Write out the lines of the listing below as a numbered list, leaving out any blank lines. Begin at the line that contains "Task: tag the mesa", stop after the last line of the listing, and include nothing else.
┌─ Exercise data
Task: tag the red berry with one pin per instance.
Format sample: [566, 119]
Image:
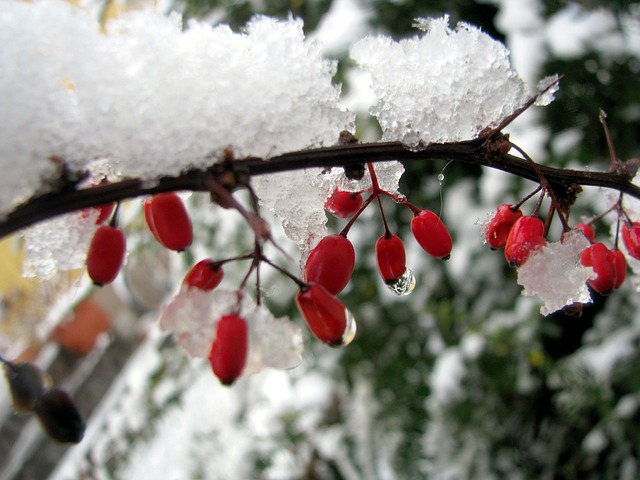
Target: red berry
[170, 220]
[431, 234]
[391, 257]
[326, 316]
[343, 204]
[498, 228]
[631, 239]
[331, 263]
[602, 260]
[620, 263]
[106, 254]
[204, 275]
[526, 235]
[588, 231]
[229, 350]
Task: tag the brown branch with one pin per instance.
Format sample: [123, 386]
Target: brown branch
[486, 151]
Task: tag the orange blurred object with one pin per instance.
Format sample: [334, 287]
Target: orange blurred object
[80, 331]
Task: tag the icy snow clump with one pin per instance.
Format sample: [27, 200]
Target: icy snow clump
[442, 86]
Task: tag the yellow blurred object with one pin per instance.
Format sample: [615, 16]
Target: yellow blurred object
[11, 259]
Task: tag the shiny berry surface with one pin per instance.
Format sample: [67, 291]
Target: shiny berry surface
[391, 257]
[432, 235]
[588, 231]
[331, 263]
[204, 275]
[229, 350]
[170, 220]
[106, 254]
[602, 260]
[631, 239]
[498, 228]
[343, 204]
[526, 235]
[326, 316]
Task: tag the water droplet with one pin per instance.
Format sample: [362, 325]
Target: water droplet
[349, 330]
[403, 285]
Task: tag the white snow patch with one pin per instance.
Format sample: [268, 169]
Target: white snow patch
[555, 274]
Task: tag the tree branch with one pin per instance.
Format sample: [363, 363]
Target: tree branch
[488, 151]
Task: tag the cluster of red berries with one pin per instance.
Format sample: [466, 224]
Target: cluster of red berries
[520, 235]
[330, 265]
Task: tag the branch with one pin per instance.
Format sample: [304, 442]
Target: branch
[488, 151]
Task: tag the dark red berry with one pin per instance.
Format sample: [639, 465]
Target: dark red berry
[391, 257]
[431, 234]
[620, 263]
[498, 228]
[106, 254]
[229, 350]
[631, 239]
[170, 220]
[602, 260]
[588, 231]
[343, 204]
[331, 263]
[204, 275]
[526, 235]
[326, 316]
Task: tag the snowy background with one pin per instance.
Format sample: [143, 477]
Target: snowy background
[462, 379]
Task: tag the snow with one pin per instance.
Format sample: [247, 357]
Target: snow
[462, 79]
[555, 274]
[192, 317]
[152, 97]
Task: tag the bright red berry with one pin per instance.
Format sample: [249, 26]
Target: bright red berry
[526, 235]
[432, 235]
[168, 217]
[331, 263]
[498, 228]
[204, 275]
[391, 257]
[106, 254]
[620, 263]
[602, 260]
[631, 239]
[343, 204]
[229, 350]
[326, 316]
[588, 231]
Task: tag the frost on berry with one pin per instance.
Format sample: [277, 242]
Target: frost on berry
[603, 262]
[432, 234]
[192, 318]
[496, 229]
[461, 92]
[525, 237]
[59, 244]
[343, 204]
[554, 273]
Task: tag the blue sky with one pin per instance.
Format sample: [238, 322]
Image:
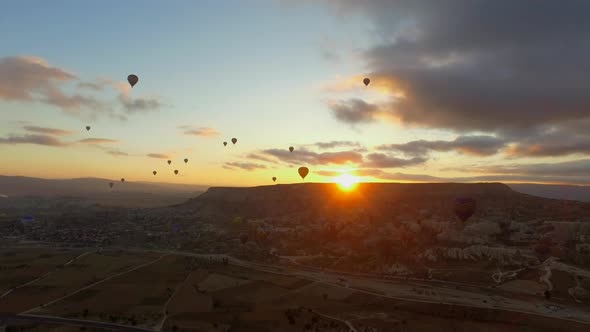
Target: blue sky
[272, 74]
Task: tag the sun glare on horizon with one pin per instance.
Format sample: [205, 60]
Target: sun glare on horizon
[346, 182]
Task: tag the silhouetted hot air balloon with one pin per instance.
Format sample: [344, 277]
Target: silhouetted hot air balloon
[303, 171]
[132, 79]
[464, 208]
[244, 238]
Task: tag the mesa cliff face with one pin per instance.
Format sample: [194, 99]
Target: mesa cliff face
[379, 200]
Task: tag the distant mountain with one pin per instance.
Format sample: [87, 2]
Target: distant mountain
[379, 202]
[128, 193]
[569, 192]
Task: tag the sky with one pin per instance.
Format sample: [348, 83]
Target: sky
[465, 90]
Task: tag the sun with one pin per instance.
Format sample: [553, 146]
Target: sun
[346, 182]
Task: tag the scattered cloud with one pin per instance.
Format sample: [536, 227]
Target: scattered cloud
[93, 141]
[244, 166]
[336, 144]
[380, 160]
[47, 131]
[355, 111]
[315, 158]
[450, 66]
[564, 169]
[200, 131]
[469, 145]
[117, 153]
[158, 155]
[139, 105]
[33, 139]
[261, 157]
└─
● **Correct answer**
1. Task: tag the mesa cliff face with one pin per instance.
2. Format sample: [194, 99]
3. Target: mesa cliff face
4. [379, 200]
5. Task: tag the distant mountain with one pin per instance.
6. Format sample: [87, 2]
7. Target: distant mountain
8. [379, 202]
9. [128, 193]
10. [569, 192]
11. Task: tag the sky with one pin per instance.
12. Format sample: [348, 83]
13. Target: sky
14. [465, 90]
15. Task: tag the sun with one pin per instance.
16. Format sample: [553, 146]
17. Target: sun
18. [346, 182]
19. Task: tag the scattered cloud with one pin per instance.
20. Format sample: [536, 227]
21. Target: scattered cloud
22. [93, 141]
23. [244, 166]
24. [336, 144]
25. [380, 160]
26. [47, 131]
27. [355, 111]
28. [315, 158]
29. [450, 66]
30. [564, 169]
31. [200, 131]
32. [469, 145]
33. [117, 153]
34. [158, 155]
35. [139, 105]
36. [33, 139]
37. [261, 157]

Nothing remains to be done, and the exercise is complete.